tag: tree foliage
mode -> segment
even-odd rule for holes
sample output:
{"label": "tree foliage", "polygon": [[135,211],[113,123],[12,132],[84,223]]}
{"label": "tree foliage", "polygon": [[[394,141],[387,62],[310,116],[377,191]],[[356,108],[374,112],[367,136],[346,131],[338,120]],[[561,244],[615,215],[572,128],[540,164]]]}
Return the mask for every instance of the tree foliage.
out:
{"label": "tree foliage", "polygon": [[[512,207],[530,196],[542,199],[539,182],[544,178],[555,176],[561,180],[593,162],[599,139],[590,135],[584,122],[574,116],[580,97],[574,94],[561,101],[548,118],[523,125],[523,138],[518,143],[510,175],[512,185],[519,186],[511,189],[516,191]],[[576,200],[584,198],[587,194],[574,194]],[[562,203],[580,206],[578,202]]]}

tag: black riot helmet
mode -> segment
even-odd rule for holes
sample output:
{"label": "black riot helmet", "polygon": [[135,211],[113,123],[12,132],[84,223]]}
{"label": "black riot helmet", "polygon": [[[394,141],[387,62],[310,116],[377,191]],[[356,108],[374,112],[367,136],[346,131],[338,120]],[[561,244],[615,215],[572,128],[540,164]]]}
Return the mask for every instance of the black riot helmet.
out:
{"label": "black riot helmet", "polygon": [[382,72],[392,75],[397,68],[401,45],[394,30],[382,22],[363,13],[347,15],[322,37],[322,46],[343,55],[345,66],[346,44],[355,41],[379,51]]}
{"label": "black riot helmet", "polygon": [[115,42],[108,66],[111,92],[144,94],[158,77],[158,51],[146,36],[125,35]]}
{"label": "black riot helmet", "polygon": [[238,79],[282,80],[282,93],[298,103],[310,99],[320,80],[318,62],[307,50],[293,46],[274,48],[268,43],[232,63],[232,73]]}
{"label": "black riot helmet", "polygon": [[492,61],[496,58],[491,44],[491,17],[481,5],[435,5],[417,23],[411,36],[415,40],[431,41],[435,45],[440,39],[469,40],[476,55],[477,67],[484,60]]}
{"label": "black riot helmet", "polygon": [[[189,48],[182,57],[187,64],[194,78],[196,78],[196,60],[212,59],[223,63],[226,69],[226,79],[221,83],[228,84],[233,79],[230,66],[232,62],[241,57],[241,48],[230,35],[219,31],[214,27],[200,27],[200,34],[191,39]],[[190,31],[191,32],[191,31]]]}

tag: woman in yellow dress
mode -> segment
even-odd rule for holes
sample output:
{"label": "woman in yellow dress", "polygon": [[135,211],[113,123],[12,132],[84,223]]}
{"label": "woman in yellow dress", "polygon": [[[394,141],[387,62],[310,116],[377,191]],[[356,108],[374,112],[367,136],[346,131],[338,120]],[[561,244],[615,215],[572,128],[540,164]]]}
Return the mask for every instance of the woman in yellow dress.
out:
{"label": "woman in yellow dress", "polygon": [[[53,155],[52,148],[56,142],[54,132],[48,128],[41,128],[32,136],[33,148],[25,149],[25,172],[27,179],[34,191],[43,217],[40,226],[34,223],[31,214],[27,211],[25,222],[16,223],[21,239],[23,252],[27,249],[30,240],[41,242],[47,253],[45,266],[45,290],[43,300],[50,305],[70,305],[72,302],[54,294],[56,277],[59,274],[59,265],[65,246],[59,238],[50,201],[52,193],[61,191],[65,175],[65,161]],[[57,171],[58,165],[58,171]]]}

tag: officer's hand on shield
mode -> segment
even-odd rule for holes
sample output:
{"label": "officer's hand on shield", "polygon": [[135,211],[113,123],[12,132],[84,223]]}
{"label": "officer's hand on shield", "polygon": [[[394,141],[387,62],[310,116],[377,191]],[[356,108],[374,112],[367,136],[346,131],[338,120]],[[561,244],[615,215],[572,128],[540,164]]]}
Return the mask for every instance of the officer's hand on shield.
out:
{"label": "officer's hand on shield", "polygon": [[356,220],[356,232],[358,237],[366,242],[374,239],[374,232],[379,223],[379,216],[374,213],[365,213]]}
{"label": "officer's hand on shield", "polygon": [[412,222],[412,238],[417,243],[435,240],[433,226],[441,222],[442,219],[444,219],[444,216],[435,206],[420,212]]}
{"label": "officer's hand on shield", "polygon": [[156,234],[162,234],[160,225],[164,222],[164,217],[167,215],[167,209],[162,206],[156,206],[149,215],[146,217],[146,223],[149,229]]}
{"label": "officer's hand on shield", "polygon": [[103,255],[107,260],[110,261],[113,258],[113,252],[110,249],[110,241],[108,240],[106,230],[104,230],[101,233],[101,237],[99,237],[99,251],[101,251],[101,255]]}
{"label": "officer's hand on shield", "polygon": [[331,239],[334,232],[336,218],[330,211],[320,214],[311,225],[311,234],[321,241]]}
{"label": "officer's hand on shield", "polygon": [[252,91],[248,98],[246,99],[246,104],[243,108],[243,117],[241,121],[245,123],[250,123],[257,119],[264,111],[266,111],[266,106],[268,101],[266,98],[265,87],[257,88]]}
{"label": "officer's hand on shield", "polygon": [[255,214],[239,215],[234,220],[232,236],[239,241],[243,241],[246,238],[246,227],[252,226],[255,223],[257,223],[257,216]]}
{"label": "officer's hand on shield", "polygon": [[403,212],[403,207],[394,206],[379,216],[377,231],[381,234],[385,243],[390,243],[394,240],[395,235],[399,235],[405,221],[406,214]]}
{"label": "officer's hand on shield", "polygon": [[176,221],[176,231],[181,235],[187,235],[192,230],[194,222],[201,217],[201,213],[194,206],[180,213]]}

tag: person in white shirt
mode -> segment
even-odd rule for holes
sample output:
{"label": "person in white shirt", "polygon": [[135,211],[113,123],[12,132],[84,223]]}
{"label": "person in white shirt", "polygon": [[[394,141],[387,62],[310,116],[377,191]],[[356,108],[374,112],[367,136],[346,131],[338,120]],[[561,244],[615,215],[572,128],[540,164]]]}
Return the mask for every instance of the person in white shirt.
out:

--

# ACTION ITEM
Return the entries in full. Do not alter them.

# REPLY
tag: tree foliage
mode -> segment
even-odd rule for holes
sample output:
{"label": "tree foliage", "polygon": [[135,211],[113,123],[12,132],[84,223]]}
{"label": "tree foliage", "polygon": [[[394,141],[387,62],[310,116],[377,191]],[[356,108],[374,112],[367,136],[346,131],[338,120]],[[561,244],[615,215],[572,128],[540,164]]]}
Return the mask for every instance of the tree foliage.
out:
{"label": "tree foliage", "polygon": [[[512,207],[530,196],[542,199],[539,182],[544,178],[555,176],[561,180],[593,162],[599,139],[590,135],[584,122],[574,116],[580,97],[574,94],[561,101],[548,118],[523,125],[523,138],[518,143],[510,175],[512,185],[519,186],[511,189],[516,191]],[[576,200],[584,198],[587,194],[574,194]],[[562,203],[580,206],[578,202]]]}

tag: black riot helmet
mode -> segment
even-odd rule for holes
sample output:
{"label": "black riot helmet", "polygon": [[135,211],[113,123],[12,132],[84,223]]}
{"label": "black riot helmet", "polygon": [[[394,141],[387,62],[310,116],[377,191]],[[356,108],[374,112],[367,136],[346,131],[338,120]],[[561,244],[615,215],[572,128],[540,164]]]}
Return the mask for every instance of the black riot helmet.
out:
{"label": "black riot helmet", "polygon": [[382,72],[392,75],[397,68],[401,45],[394,30],[382,22],[363,13],[347,15],[322,37],[322,46],[343,55],[345,66],[346,44],[355,41],[379,51]]}
{"label": "black riot helmet", "polygon": [[115,42],[108,66],[111,92],[144,94],[158,77],[158,51],[146,36],[125,35]]}
{"label": "black riot helmet", "polygon": [[238,79],[282,80],[282,93],[298,103],[310,99],[320,80],[318,62],[307,50],[293,46],[274,48],[268,43],[232,63],[232,73]]}
{"label": "black riot helmet", "polygon": [[492,61],[496,58],[491,44],[491,17],[481,5],[435,5],[417,23],[411,36],[415,40],[431,41],[435,45],[440,39],[469,40],[476,55],[477,67],[484,60]]}
{"label": "black riot helmet", "polygon": [[[189,48],[182,57],[187,64],[194,78],[196,78],[196,60],[212,59],[223,63],[226,69],[226,79],[221,83],[228,84],[233,79],[230,66],[232,62],[241,57],[241,48],[230,35],[219,31],[214,27],[200,27],[200,34],[191,39]],[[190,31],[191,32],[191,31]]]}

tag: woman in yellow dress
mode -> segment
even-odd rule for holes
sample output:
{"label": "woman in yellow dress", "polygon": [[135,211],[113,123],[12,132],[84,223]]}
{"label": "woman in yellow dress", "polygon": [[[394,141],[387,62],[310,116],[377,191]],[[356,108],[374,112],[367,136],[346,131],[338,120]],[[561,244],[615,215],[572,128],[540,164]]]}
Return the mask for every instance of the woman in yellow dress.
out:
{"label": "woman in yellow dress", "polygon": [[[53,155],[52,148],[56,142],[54,132],[48,128],[41,128],[32,136],[33,148],[25,149],[25,172],[27,179],[34,191],[43,217],[40,226],[34,223],[31,214],[27,211],[25,222],[16,223],[21,239],[23,252],[27,249],[30,240],[41,242],[47,253],[45,266],[45,290],[43,300],[50,305],[70,305],[72,302],[54,294],[56,277],[59,274],[59,265],[65,246],[59,238],[50,201],[52,193],[61,191],[65,175],[65,161]],[[57,171],[58,165],[58,171]]]}

tag: officer's hand on shield
mode -> segment
even-odd rule for holes
sample output:
{"label": "officer's hand on shield", "polygon": [[135,211],[113,123],[12,132],[84,223]]}
{"label": "officer's hand on shield", "polygon": [[[394,141],[387,62],[310,116],[377,191]],[[356,108],[374,112],[367,136],[346,131],[338,120]],[[561,244],[615,215],[572,128],[540,164]]]}
Return the mask for every instance of the officer's hand on shield.
out:
{"label": "officer's hand on shield", "polygon": [[356,220],[356,232],[358,237],[366,242],[374,239],[374,232],[379,223],[379,216],[374,213],[365,213]]}
{"label": "officer's hand on shield", "polygon": [[412,222],[412,238],[417,243],[435,240],[433,226],[441,222],[442,219],[444,219],[444,216],[435,206],[420,212]]}
{"label": "officer's hand on shield", "polygon": [[156,234],[162,234],[160,225],[164,222],[164,217],[167,215],[167,209],[162,206],[156,206],[149,215],[146,217],[146,223],[149,229]]}
{"label": "officer's hand on shield", "polygon": [[103,255],[107,260],[110,261],[113,258],[113,252],[110,249],[110,241],[108,240],[106,230],[104,230],[101,233],[101,237],[99,237],[99,251],[101,251],[101,255]]}
{"label": "officer's hand on shield", "polygon": [[331,239],[334,232],[336,218],[330,211],[320,214],[311,225],[311,234],[321,241]]}
{"label": "officer's hand on shield", "polygon": [[252,91],[248,98],[246,99],[246,104],[243,108],[243,117],[241,121],[245,123],[250,123],[257,119],[264,111],[266,111],[266,106],[268,101],[266,98],[265,87],[257,88]]}
{"label": "officer's hand on shield", "polygon": [[255,214],[239,215],[234,220],[232,236],[239,241],[243,241],[246,238],[246,227],[252,226],[255,223],[257,223],[257,216]]}
{"label": "officer's hand on shield", "polygon": [[403,212],[403,207],[394,206],[379,216],[377,231],[381,234],[385,243],[390,243],[394,240],[395,235],[399,235],[405,221],[406,214]]}
{"label": "officer's hand on shield", "polygon": [[176,221],[176,231],[181,235],[187,235],[192,230],[194,222],[201,217],[201,213],[194,206],[180,213]]}

tag: person in white shirt
mode -> segment
even-odd rule for holes
sample output:
{"label": "person in white shirt", "polygon": [[135,211],[113,123],[12,132],[84,223]]}
{"label": "person in white shirt", "polygon": [[[394,141],[387,62],[310,116],[377,191]],[[356,108],[374,112],[367,136],[346,131],[338,120]],[[561,244],[615,215],[572,128],[540,164]]]}
Return the mask for every instance of the person in white shirt.
out:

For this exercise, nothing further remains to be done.